▶ **記述問題**
記録のうち "Each instance of the grime" を含む行から最後の行まで（両端を含む）を、指示の文も含めて書き直すこと。その際、解答の座標はすべての数値に-107を加えてずらすこと。

▶ **提供情報**
= = =

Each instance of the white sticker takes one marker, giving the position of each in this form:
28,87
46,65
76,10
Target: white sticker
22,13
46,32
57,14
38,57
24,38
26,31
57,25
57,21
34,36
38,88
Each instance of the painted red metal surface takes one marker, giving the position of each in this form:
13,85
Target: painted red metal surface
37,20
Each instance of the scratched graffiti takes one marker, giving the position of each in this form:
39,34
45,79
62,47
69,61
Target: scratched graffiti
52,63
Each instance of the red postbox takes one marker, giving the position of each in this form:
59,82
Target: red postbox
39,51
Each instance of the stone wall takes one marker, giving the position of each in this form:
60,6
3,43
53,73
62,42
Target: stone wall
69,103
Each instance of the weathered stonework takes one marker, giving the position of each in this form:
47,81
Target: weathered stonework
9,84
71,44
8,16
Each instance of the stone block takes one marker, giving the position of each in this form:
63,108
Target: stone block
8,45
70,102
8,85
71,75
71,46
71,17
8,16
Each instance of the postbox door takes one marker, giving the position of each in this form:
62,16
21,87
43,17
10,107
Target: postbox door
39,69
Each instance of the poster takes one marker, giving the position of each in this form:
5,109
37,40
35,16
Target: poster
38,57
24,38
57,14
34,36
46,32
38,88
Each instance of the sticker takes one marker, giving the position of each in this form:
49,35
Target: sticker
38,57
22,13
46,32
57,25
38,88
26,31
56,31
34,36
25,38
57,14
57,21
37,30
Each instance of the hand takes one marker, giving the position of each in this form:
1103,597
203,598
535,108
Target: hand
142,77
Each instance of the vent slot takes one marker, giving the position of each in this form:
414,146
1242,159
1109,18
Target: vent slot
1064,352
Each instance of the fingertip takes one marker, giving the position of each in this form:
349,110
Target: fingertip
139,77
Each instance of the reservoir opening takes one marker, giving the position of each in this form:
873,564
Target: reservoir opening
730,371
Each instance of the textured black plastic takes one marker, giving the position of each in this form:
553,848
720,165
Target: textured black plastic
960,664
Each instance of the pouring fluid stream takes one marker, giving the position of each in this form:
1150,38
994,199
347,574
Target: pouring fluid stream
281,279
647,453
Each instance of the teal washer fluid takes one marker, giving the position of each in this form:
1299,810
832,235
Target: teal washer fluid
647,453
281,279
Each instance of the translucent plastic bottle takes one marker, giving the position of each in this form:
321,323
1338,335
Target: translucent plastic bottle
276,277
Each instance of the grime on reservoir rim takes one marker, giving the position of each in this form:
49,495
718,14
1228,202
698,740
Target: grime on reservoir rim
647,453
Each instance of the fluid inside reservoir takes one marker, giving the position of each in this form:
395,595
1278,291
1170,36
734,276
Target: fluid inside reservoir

= = =

▶ **演習結果**
Each instance of the grime on reservoir rim takes one marker, giving the position of each in this form:
49,495
718,14
1228,202
698,740
Target: grime on reservoir rim
540,346
Each instance of the fluid inside reservoir takes one marker, giving the position of each in this form:
395,595
1278,291
1170,36
734,276
Target: fluid inside reservoir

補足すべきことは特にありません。